▸ **Records shown**
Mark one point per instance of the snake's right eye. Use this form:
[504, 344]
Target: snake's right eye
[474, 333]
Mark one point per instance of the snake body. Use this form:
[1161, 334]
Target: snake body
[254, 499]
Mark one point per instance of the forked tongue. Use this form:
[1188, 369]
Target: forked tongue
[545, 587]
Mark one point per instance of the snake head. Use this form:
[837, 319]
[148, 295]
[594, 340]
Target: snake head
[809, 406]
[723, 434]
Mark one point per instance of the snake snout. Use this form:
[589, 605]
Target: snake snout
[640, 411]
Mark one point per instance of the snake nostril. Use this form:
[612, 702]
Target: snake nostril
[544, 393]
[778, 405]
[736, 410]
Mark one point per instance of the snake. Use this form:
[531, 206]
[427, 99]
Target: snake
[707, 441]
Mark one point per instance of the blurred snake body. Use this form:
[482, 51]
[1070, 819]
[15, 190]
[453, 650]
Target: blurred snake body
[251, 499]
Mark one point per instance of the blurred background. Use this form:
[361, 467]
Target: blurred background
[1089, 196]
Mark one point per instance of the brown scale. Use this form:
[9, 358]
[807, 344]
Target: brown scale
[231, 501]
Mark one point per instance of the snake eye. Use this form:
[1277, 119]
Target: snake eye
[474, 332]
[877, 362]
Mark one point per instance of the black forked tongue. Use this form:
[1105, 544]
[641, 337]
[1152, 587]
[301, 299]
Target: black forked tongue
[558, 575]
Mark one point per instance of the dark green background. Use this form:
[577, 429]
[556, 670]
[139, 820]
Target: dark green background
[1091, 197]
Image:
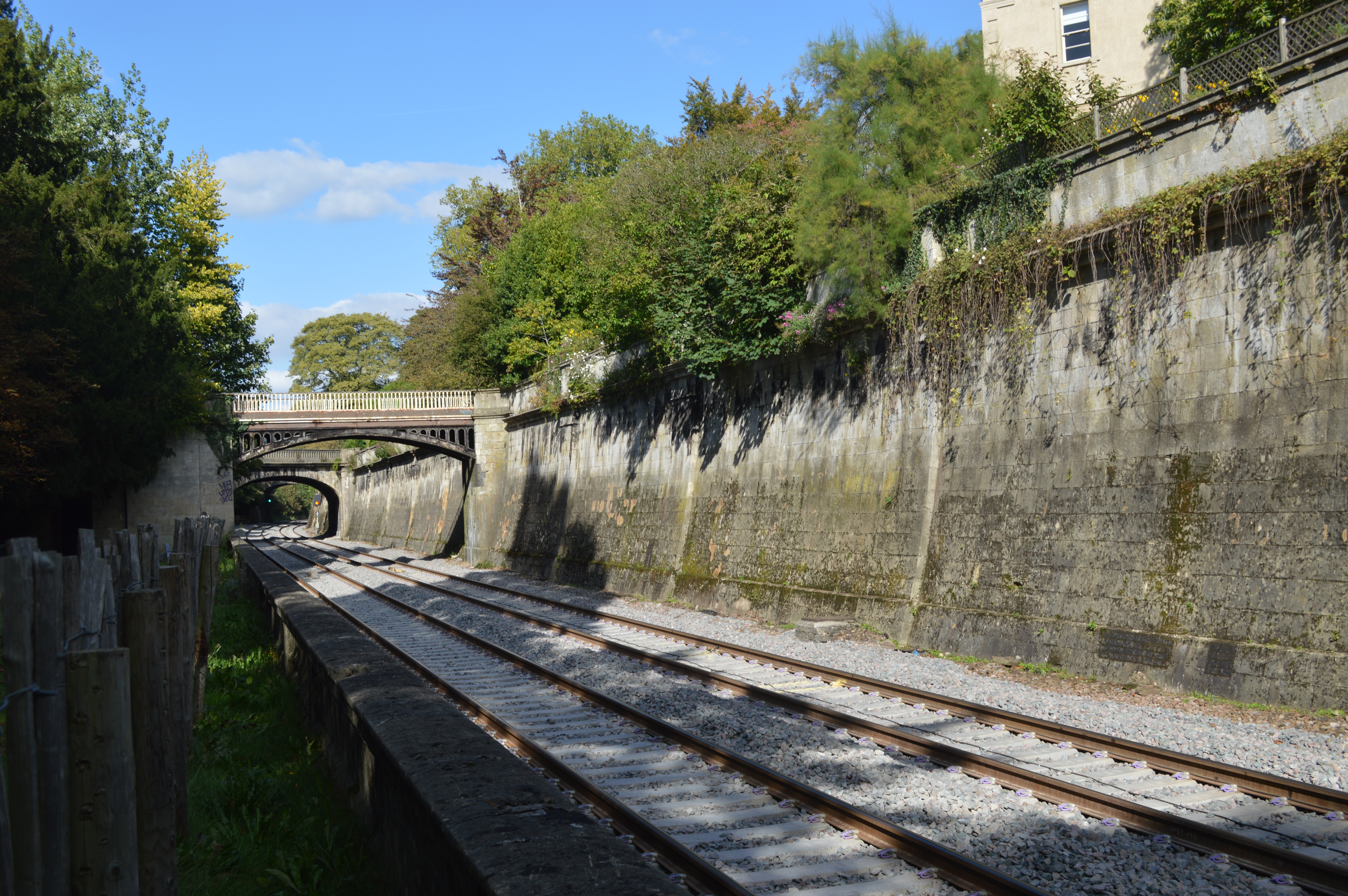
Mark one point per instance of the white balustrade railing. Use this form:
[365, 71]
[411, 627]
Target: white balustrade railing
[246, 403]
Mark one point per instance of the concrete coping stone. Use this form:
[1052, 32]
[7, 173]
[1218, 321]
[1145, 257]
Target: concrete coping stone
[451, 810]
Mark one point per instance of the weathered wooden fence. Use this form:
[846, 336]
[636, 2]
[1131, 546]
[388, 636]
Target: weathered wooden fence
[104, 673]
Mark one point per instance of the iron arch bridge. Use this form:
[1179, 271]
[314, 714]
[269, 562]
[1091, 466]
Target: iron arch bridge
[278, 421]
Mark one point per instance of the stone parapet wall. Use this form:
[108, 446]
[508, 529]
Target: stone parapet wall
[1207, 138]
[1165, 499]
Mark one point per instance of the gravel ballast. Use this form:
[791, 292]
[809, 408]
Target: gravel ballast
[1289, 752]
[1057, 851]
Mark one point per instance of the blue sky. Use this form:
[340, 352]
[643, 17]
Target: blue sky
[336, 126]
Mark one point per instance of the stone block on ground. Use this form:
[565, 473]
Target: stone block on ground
[823, 629]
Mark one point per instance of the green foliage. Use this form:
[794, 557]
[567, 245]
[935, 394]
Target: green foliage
[704, 235]
[1192, 32]
[191, 247]
[262, 809]
[590, 147]
[704, 114]
[346, 353]
[898, 112]
[102, 353]
[1040, 103]
[1005, 288]
[79, 278]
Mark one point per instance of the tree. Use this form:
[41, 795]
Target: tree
[1040, 103]
[81, 296]
[898, 112]
[1192, 32]
[192, 244]
[703, 112]
[346, 353]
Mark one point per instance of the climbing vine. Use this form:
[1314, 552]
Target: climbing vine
[1006, 265]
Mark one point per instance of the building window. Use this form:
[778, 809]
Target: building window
[1076, 32]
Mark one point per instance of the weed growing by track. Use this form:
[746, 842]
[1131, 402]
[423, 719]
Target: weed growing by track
[264, 814]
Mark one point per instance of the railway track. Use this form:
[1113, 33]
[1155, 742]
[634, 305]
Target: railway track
[976, 740]
[662, 789]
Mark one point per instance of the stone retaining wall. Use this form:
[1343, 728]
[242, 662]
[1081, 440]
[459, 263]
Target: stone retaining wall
[447, 808]
[1130, 490]
[412, 500]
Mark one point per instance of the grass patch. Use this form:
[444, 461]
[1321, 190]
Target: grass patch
[264, 814]
[1044, 669]
[1265, 708]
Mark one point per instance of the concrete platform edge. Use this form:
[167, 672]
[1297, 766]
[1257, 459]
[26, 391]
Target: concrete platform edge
[445, 808]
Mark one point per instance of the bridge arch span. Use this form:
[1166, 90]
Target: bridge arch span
[455, 441]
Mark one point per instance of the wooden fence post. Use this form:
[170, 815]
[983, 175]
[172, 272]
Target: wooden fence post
[88, 622]
[22, 746]
[205, 614]
[103, 774]
[50, 723]
[181, 642]
[147, 544]
[157, 840]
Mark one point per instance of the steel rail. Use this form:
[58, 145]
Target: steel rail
[948, 864]
[1257, 856]
[1206, 771]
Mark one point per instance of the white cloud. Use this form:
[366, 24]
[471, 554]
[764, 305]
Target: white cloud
[668, 40]
[284, 323]
[268, 183]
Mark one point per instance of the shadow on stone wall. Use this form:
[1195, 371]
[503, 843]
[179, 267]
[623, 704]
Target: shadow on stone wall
[545, 545]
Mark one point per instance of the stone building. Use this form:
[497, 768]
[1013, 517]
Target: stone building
[1103, 34]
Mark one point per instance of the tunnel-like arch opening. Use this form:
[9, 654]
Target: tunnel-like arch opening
[327, 491]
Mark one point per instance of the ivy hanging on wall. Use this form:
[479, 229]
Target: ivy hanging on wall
[1005, 262]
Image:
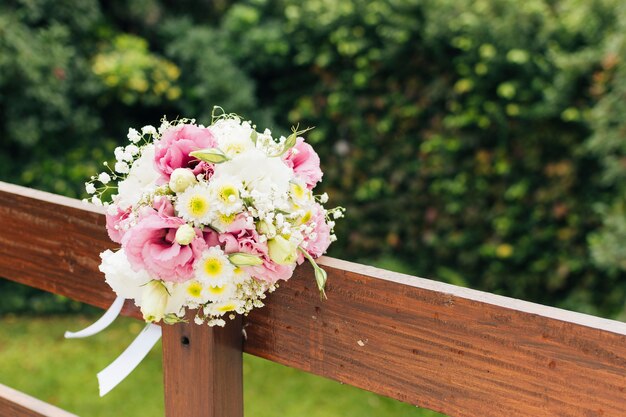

▸ **Goal**
Copy out, in full, every line of the items above that contains the word "brown".

▸ **Task result**
Mark one point per instance of the brown scale. Use this form:
Target: brown scale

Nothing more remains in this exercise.